### Data shown
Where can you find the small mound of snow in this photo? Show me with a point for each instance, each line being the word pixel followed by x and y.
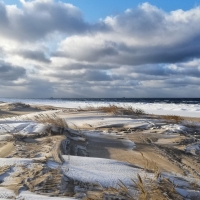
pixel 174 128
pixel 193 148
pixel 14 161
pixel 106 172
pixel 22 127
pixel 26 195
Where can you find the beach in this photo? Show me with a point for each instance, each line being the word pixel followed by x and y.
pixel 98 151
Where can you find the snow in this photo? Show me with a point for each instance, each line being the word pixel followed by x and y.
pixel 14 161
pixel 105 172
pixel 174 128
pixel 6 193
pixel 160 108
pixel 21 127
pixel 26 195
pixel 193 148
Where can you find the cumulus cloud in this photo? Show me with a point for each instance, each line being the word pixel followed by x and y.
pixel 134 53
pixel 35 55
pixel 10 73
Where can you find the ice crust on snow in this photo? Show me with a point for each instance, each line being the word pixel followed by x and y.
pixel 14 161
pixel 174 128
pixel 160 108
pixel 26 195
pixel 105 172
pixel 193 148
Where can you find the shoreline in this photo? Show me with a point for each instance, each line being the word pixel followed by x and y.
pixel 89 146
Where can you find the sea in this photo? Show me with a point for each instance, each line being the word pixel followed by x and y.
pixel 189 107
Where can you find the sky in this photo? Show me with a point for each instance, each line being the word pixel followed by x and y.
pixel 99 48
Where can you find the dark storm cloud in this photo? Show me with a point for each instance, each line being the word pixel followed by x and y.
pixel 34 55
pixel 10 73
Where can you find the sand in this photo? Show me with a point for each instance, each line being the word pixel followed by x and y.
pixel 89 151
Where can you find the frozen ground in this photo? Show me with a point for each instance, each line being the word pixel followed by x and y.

### Exercise
Extract the records between the line holding "Where can you find the cumulus" and the line holding "pixel 89 146", inclusive, and copy them out line for line with no changes.

### Task solution
Where can you find the cumulus cloud in this photo? Show me with a point for each instance, each line being the word pixel followed by x and y.
pixel 134 53
pixel 35 55
pixel 10 73
Where can you find the ice crust on snow in this photo? Show me with a point for each instance, each line being the word pixel followed by x and y.
pixel 14 161
pixel 174 128
pixel 160 108
pixel 26 195
pixel 105 172
pixel 193 148
Where can you find the shoreline in this photo? Show me with a point for each instance, each line being the word pixel followed by x and y.
pixel 89 146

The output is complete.